What should the book store have known, and how could this situation have been resolved to create an even more loyal customer? This example in many ways illustrates what has gone wrong with the large investments in service over the last decade. The impersonality of the systems, lack of common sense empowerment in decision making, and processes and systems that do not adequately segment and distinguish customers for their uniqueness are doomed to fail and will continue to lose more value than they create for the companies implementing them. Lets examine the case. The bookstore should have known I was a first time buyer online. They should have known that I was a customer worth having, as my purchases of nearly $400 in books would be at the high end of typical online book purchases. I used an American Express card and was willing to pay a premium for overnight delivery and did not avoid the sales taxes as I would had I bought these products at a competitor. This bookstore should have known that they paid very little to find a new customer that was probably worth a lot to keep. And upon the first indication of trouble, they should have taken that “moment of truth” to engender loyalty, by demonstrating concern for my needs through a good recovery. After all, customers talk a lot more about bad customer service than good service experiences, with the one exception being high recommendations for exceptional recoveries.

==========

- [DIRECTIONS FOR THIS TASK]: Write the next part of the bookstore customer service text, starting after its final sentence. The rows play no part in what is asked here.

==========

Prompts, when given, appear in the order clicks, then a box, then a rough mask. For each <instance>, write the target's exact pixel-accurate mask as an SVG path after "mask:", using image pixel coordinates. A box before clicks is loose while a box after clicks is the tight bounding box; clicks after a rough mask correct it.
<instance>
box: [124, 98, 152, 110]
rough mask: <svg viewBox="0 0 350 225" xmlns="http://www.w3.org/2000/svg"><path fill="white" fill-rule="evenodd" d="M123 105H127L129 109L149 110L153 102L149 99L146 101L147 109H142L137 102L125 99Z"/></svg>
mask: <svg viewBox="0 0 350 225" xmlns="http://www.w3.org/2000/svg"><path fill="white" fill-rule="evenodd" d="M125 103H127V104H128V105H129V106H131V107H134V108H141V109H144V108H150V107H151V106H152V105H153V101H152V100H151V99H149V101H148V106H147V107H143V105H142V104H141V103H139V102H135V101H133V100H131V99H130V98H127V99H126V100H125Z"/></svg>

==========

- [ANSWER TO THE EXERCISE]:
Great service organizations know their customers and differentiate their needs and treat them for what they are worth. They don’t have monolithic processes and systems that strive to confound customers desperately seeking help. Take American Express for example. Why is it that a company that charges its merchants more than Visa or MasterCard continues to be successful? Because they masterfully serve their “members” and those very merchants, more so than the premium they charge. Their service treatment of customers is rarely in doubt. When I lost my wallet in Sydney, Australia, American Express provided me with a replacement card and cash within 24 hours, in Sydney. MasterCard and Visa required I call the banks in the USA that issued the cards and the banks promised to send replacement cards to my home address in Cleveland. Lots of good those cards in the USA did while I was in Sydney for nearly a year using my American Express card exclusively.
Technology can enhance customer service capabilities by allowing a company to know a lot more about their customers at a moment of truth. Sadly, when the technology is not coupled with an organization and processes endowed with “common sense”, the result could be a deliberate destruction of long term customer value. For better results, introduce some basic common sense into the management of your customer interactions!